◆ Data in this exercise
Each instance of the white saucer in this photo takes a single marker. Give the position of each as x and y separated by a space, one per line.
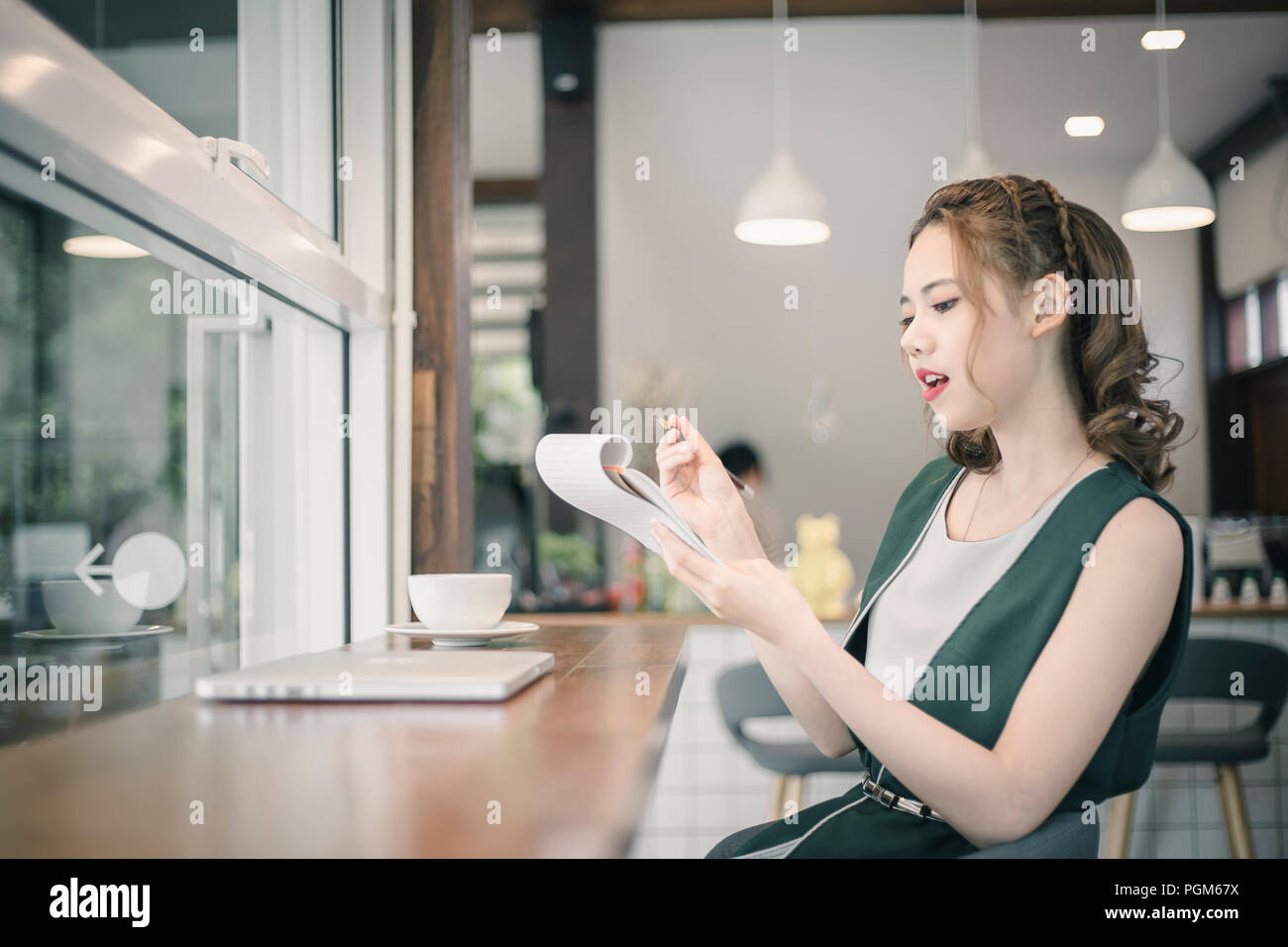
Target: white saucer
465 637
52 634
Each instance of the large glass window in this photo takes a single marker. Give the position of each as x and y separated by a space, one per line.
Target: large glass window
167 445
257 71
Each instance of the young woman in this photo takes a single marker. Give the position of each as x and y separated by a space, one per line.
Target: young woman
1031 577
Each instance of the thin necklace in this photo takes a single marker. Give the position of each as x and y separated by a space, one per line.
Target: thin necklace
1039 505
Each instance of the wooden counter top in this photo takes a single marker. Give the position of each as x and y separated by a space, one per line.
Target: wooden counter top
568 763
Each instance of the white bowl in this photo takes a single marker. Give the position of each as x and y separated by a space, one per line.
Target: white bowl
75 609
460 600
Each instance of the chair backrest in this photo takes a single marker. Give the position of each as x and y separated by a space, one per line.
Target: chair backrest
1064 835
1209 663
746 692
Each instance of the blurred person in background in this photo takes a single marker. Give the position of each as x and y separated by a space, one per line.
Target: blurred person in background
743 462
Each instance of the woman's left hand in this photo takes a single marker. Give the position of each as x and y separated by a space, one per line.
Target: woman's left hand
748 592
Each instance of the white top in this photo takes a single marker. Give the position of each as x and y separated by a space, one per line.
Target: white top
939 583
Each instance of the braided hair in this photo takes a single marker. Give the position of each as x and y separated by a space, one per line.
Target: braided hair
1021 230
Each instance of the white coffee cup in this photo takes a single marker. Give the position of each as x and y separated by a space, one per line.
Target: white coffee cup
75 609
460 600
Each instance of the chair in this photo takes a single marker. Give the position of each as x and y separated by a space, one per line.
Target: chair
1205 674
746 692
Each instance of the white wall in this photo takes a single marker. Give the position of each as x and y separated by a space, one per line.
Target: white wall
1247 247
872 101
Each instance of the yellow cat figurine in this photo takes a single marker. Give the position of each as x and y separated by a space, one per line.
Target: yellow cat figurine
823 574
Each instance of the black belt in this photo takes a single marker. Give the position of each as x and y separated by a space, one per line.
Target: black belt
893 800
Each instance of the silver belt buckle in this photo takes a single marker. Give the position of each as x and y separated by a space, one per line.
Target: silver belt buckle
879 792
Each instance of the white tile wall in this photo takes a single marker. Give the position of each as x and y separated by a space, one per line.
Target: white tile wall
707 788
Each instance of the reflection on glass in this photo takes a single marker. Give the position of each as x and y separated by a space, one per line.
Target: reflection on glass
95 552
257 71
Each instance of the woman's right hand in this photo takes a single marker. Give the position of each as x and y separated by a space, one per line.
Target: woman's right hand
697 483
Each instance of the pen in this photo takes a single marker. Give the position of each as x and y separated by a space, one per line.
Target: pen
679 436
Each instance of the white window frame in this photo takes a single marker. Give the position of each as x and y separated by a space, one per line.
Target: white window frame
114 146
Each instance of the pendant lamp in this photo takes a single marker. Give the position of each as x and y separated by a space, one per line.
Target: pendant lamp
974 162
781 208
1167 192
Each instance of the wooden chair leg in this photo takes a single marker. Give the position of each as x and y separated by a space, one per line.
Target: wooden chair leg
795 792
1234 810
1117 844
776 797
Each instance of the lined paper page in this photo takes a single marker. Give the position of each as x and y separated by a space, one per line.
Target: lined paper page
572 466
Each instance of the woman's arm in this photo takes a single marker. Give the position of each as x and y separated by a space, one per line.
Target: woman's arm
822 724
1117 615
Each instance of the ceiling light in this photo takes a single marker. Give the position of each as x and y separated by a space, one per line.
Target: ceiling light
1162 39
103 247
781 208
1083 125
1167 192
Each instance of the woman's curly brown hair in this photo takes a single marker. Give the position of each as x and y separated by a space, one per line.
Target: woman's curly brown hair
1020 230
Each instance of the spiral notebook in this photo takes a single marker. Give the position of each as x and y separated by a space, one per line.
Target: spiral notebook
592 474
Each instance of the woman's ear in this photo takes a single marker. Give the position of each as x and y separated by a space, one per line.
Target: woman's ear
1051 298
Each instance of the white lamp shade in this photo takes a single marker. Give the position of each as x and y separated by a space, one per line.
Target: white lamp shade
1167 192
974 163
781 208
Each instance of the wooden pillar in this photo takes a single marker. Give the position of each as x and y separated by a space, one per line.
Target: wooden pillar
570 326
442 476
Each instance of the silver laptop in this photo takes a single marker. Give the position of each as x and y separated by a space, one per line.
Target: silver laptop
475 674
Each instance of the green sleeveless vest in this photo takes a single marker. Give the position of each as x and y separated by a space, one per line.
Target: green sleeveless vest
1006 631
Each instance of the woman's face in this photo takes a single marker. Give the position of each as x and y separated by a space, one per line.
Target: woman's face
936 328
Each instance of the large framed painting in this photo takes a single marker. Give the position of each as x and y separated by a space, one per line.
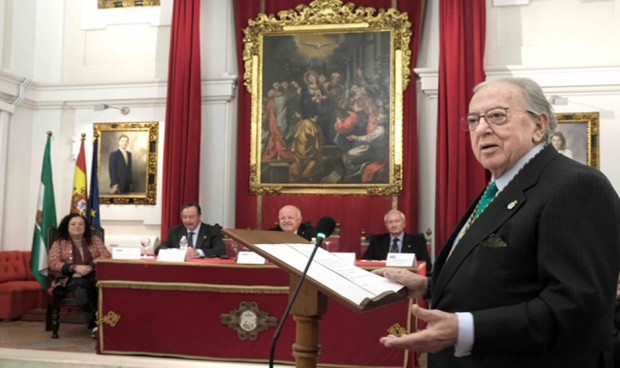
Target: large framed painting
127 162
577 136
327 83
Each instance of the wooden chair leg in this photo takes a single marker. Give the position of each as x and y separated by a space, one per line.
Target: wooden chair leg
48 318
55 321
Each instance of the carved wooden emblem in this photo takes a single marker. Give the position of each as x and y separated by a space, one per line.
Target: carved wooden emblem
248 321
397 330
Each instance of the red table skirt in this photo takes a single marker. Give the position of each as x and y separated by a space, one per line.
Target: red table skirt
184 310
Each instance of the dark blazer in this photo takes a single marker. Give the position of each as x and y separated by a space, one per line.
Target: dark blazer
305 230
379 247
538 270
120 173
210 240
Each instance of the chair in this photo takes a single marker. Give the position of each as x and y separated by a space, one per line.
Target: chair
55 304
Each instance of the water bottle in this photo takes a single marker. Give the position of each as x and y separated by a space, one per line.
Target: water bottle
183 243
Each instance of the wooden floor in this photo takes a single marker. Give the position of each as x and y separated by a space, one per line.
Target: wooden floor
26 344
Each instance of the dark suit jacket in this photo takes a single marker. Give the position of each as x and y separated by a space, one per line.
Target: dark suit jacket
120 173
305 230
538 271
379 247
209 240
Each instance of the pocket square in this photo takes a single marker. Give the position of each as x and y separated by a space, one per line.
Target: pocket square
494 241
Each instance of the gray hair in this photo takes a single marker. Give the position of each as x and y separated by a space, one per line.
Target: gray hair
534 98
402 215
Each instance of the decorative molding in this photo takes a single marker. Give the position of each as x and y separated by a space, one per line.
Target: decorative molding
41 96
95 18
594 80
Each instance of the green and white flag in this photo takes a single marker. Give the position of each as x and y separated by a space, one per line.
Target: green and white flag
45 218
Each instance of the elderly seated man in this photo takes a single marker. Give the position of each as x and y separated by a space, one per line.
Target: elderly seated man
289 219
397 241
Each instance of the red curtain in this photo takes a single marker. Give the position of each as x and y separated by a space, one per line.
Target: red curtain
183 114
460 177
354 213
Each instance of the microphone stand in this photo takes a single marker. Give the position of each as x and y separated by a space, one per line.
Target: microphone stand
276 335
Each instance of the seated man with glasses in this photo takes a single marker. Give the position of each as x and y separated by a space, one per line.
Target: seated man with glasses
289 219
204 240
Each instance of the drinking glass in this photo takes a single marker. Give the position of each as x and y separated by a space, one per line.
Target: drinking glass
145 242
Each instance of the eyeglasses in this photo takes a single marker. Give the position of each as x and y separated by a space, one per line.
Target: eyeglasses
496 116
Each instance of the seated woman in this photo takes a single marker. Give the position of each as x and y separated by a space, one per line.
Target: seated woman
73 255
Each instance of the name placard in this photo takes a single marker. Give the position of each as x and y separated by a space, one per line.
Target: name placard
347 257
250 258
125 253
171 255
401 260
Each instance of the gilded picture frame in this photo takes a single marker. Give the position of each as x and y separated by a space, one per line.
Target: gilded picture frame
128 177
577 136
327 83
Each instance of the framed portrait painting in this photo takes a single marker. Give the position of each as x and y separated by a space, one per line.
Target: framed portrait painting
127 162
327 83
577 137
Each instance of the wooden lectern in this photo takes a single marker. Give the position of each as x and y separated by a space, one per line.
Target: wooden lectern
311 303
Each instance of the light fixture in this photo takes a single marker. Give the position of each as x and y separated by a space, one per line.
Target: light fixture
558 100
100 107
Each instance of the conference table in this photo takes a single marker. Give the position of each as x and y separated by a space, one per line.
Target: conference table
220 310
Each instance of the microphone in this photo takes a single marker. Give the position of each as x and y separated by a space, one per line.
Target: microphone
325 227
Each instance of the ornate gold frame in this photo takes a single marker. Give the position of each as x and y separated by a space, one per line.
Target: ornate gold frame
581 131
320 33
143 138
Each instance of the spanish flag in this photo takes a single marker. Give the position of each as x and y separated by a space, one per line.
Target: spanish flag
79 201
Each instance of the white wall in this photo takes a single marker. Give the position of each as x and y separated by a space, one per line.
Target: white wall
80 57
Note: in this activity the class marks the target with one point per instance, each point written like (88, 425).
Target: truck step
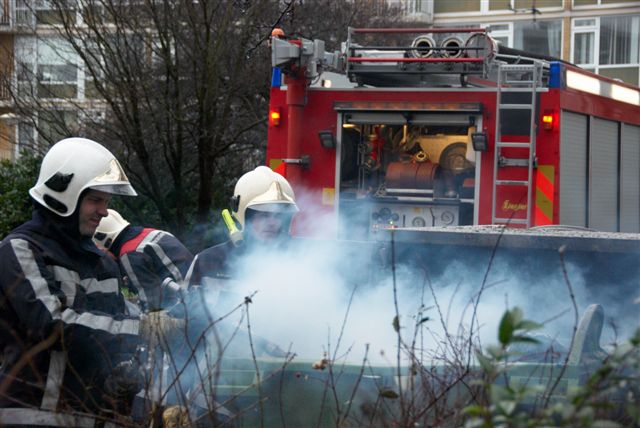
(519, 145)
(511, 220)
(512, 182)
(515, 106)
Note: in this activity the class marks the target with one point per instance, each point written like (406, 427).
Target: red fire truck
(428, 128)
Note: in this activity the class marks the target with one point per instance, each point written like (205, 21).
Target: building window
(47, 68)
(540, 37)
(448, 6)
(585, 38)
(619, 39)
(609, 46)
(26, 136)
(55, 125)
(57, 69)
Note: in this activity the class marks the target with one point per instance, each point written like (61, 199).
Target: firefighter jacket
(155, 264)
(62, 325)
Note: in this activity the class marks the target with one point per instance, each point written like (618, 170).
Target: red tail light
(274, 117)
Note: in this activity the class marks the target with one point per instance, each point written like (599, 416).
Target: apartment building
(38, 65)
(598, 35)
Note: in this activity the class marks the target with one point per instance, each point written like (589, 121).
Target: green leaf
(526, 339)
(505, 330)
(507, 406)
(516, 315)
(475, 410)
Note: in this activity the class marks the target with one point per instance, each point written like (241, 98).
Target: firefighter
(67, 347)
(64, 334)
(154, 261)
(263, 205)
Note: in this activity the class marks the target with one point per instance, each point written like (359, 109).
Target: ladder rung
(515, 67)
(511, 220)
(514, 145)
(515, 106)
(526, 89)
(512, 182)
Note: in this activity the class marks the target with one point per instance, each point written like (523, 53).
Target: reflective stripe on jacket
(155, 263)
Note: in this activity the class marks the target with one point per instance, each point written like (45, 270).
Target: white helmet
(109, 229)
(73, 165)
(262, 190)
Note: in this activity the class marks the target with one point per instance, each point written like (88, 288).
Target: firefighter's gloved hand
(124, 382)
(157, 326)
(176, 417)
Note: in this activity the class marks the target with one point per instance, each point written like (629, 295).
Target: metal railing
(17, 14)
(6, 10)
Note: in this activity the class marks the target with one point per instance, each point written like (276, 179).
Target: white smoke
(322, 299)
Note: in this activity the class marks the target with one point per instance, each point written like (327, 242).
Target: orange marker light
(547, 121)
(274, 117)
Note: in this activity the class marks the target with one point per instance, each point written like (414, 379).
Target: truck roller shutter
(630, 179)
(603, 175)
(573, 169)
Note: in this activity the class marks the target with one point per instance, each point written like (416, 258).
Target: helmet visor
(275, 207)
(117, 189)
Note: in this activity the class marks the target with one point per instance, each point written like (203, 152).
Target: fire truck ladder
(514, 81)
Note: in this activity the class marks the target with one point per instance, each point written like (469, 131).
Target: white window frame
(593, 29)
(599, 4)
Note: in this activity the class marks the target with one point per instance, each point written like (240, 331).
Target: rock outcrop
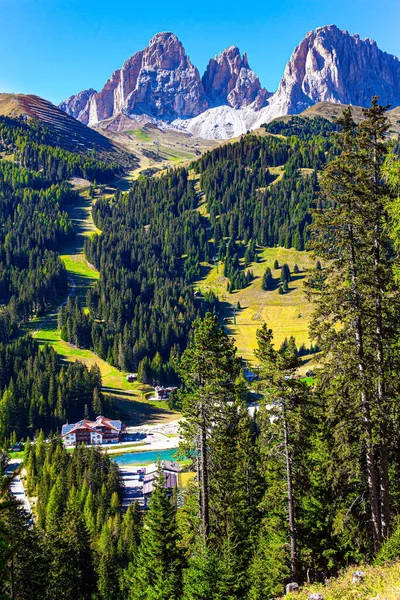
(159, 84)
(331, 65)
(77, 106)
(159, 81)
(229, 80)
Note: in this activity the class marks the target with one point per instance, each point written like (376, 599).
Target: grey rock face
(358, 576)
(159, 81)
(292, 588)
(77, 106)
(330, 64)
(229, 80)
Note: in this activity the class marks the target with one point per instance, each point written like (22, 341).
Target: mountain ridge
(160, 85)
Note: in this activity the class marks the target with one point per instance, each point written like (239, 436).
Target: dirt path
(130, 398)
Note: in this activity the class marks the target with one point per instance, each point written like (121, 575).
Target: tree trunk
(289, 477)
(204, 480)
(381, 387)
(365, 405)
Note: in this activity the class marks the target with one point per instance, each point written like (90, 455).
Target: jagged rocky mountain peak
(160, 84)
(229, 80)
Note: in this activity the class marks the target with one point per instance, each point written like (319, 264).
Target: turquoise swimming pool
(143, 458)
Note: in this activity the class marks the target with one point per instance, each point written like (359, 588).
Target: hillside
(378, 583)
(69, 133)
(331, 111)
(287, 314)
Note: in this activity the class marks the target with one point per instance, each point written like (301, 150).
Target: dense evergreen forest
(33, 222)
(306, 486)
(154, 239)
(38, 392)
(81, 540)
(303, 128)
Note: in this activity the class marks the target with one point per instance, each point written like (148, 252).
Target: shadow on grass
(133, 412)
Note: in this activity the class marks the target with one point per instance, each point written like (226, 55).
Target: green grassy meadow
(287, 314)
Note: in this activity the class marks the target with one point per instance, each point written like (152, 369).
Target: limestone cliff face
(229, 80)
(331, 65)
(77, 106)
(159, 81)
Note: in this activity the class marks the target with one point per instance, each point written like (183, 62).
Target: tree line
(39, 392)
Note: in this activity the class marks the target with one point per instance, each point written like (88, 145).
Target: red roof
(86, 425)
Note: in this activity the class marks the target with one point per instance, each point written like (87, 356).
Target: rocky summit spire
(159, 81)
(331, 65)
(229, 80)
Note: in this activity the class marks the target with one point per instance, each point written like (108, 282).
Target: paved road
(133, 487)
(16, 487)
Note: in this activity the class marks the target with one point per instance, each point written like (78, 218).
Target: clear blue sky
(55, 48)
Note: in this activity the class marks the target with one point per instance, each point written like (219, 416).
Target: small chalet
(163, 393)
(170, 471)
(100, 431)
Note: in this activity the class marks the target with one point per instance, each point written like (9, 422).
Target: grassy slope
(380, 583)
(129, 397)
(287, 314)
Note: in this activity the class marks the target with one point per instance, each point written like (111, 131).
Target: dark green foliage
(242, 204)
(37, 148)
(144, 297)
(267, 280)
(305, 129)
(157, 571)
(285, 273)
(38, 392)
(33, 221)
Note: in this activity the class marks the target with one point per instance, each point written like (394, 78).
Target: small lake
(144, 458)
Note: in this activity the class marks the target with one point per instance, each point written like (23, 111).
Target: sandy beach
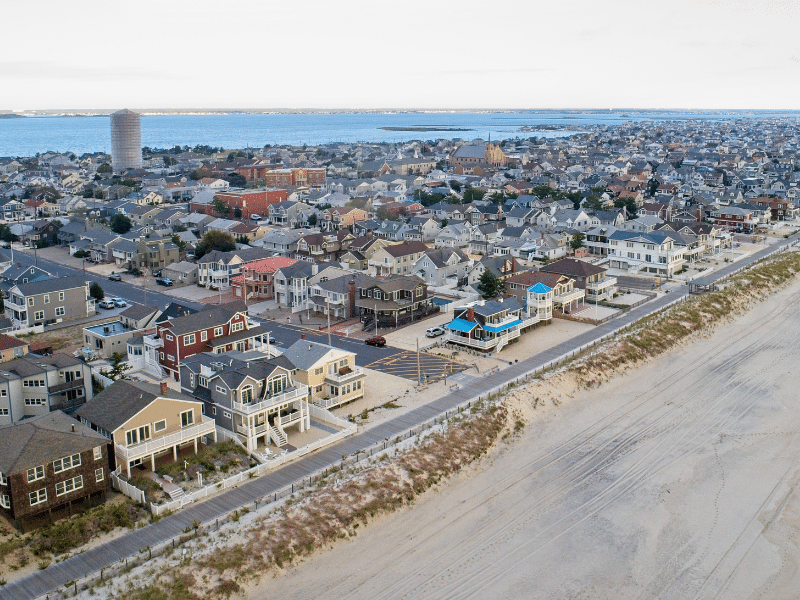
(675, 480)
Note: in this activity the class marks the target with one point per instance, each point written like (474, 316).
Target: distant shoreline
(88, 112)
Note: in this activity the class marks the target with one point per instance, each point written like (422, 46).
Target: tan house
(338, 217)
(398, 259)
(145, 422)
(11, 348)
(331, 374)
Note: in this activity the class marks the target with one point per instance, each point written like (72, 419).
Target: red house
(218, 329)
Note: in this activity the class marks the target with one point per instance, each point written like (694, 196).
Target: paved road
(121, 289)
(112, 552)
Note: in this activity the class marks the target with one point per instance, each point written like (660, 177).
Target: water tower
(126, 140)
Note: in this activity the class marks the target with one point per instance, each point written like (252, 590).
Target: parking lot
(405, 364)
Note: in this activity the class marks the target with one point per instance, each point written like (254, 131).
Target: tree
(95, 291)
(118, 367)
(489, 284)
(121, 224)
(219, 207)
(215, 240)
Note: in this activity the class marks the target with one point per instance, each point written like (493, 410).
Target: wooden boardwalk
(219, 506)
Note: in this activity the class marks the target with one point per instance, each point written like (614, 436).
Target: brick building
(280, 177)
(249, 202)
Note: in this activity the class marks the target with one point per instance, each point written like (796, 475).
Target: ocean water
(30, 135)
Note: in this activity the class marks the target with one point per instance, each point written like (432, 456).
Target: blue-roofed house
(488, 325)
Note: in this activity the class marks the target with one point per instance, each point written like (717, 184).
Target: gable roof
(120, 401)
(42, 439)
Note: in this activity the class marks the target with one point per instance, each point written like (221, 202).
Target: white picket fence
(271, 463)
(131, 491)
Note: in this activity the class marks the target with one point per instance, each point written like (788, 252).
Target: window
(136, 436)
(70, 485)
(36, 473)
(38, 496)
(68, 462)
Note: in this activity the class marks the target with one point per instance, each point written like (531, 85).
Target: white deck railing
(207, 427)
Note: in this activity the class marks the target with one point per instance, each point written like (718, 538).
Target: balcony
(354, 373)
(187, 434)
(299, 391)
(66, 386)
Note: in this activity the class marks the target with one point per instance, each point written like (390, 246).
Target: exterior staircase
(278, 436)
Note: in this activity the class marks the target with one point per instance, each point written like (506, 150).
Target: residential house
(49, 461)
(11, 348)
(216, 328)
(588, 277)
(443, 266)
(33, 385)
(254, 398)
(397, 259)
(49, 301)
(396, 300)
(330, 373)
(652, 252)
(146, 421)
(256, 279)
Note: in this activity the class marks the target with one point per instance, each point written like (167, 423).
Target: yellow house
(145, 421)
(331, 374)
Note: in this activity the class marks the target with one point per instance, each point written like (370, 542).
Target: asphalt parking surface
(404, 364)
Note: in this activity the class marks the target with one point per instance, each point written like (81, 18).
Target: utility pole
(328, 306)
(419, 372)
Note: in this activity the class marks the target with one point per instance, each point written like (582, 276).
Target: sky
(146, 54)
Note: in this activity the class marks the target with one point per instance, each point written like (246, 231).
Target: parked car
(435, 332)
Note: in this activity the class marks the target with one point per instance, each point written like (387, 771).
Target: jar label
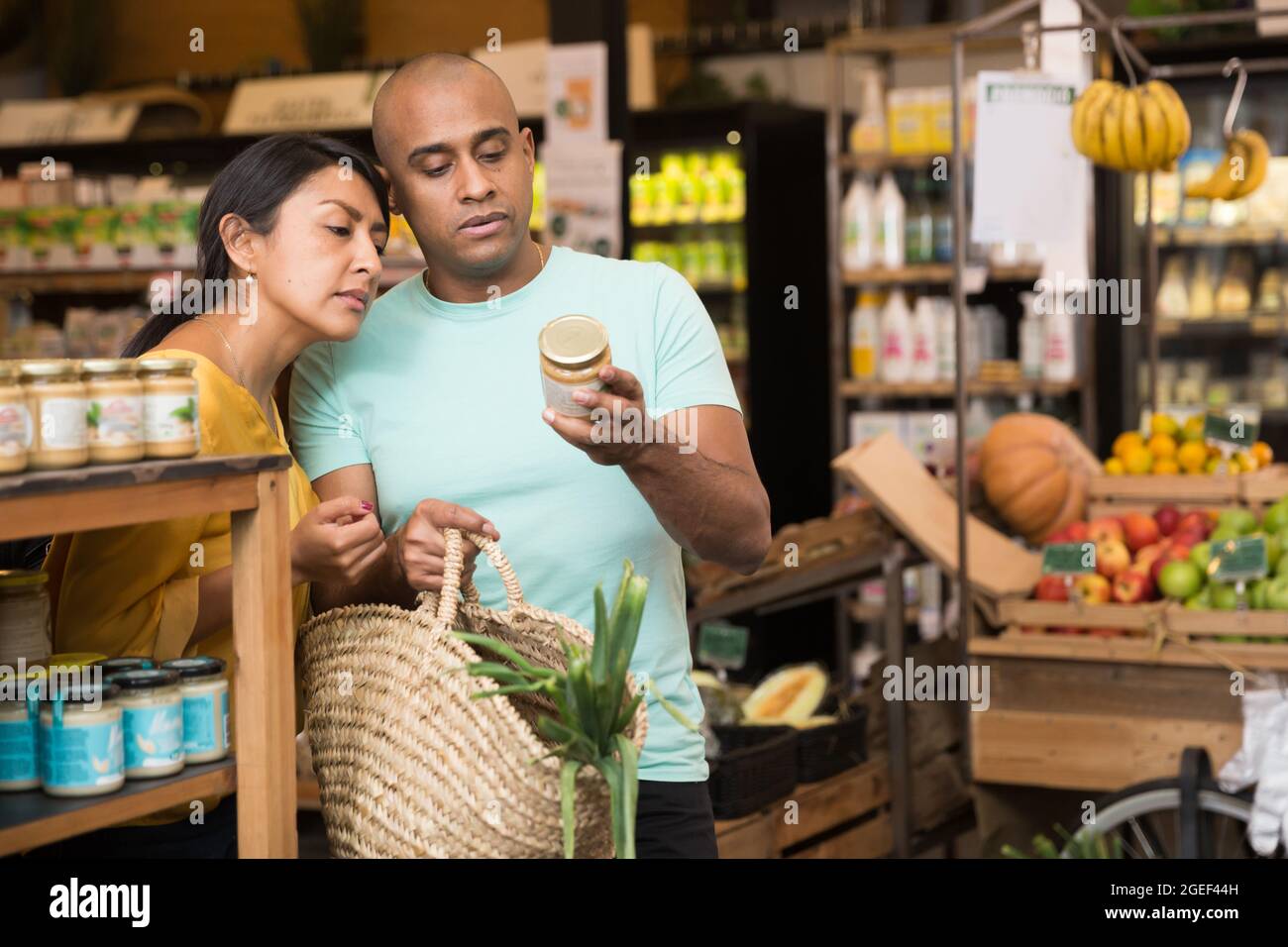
(18, 750)
(154, 736)
(62, 424)
(14, 428)
(116, 421)
(81, 757)
(168, 418)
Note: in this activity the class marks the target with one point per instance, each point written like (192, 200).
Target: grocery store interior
(1003, 292)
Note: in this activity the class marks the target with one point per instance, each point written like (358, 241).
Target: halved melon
(790, 694)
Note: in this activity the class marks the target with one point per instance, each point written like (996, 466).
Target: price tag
(1068, 558)
(1231, 429)
(1239, 560)
(721, 644)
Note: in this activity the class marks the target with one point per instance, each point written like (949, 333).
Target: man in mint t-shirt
(436, 414)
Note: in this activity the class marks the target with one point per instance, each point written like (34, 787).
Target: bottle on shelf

◆ Exercise directions
From the records above, quote only the lines running from the line with "Target: young woman" to the line with "Each instance of the white top", both lines included.

◆ Reply
Target: young woman
1031 577
Each instance of the thin necklace in this photo takes a single marker. Give the position of each as x and y separated by a space, one per line.
Target: thin necklace
1039 505
Each instance of the wooden counter top in this photo takes a single marker. Give the position of each as x and y separated by a space, one per line.
Target: wooden counter top
568 763
Each instance of the white bowl in this photo takes a single marker. Give the position of each as x and y separated by a space, one per line.
Target: white bowl
75 609
460 600
Each instance of the chair backrest in this photo takes a single marker. Give the position of each as x and y separated by a space, one per line.
Target: chair backrest
1064 835
1209 663
746 692
Each instance of the blurred person in background in this photo takes a single marker. Give the position of each as x and y separated by a space, one per line.
Target: blurred person in background
743 462
Each instance of the woman's left hand in this photo takes a single marker. Give the position of each as x and y separated by a space, one per line.
Target: woman's left hand
748 592
Each instance of the white top in this photo takes a single marker. Give the position of each as x and y separated by a space, one per line.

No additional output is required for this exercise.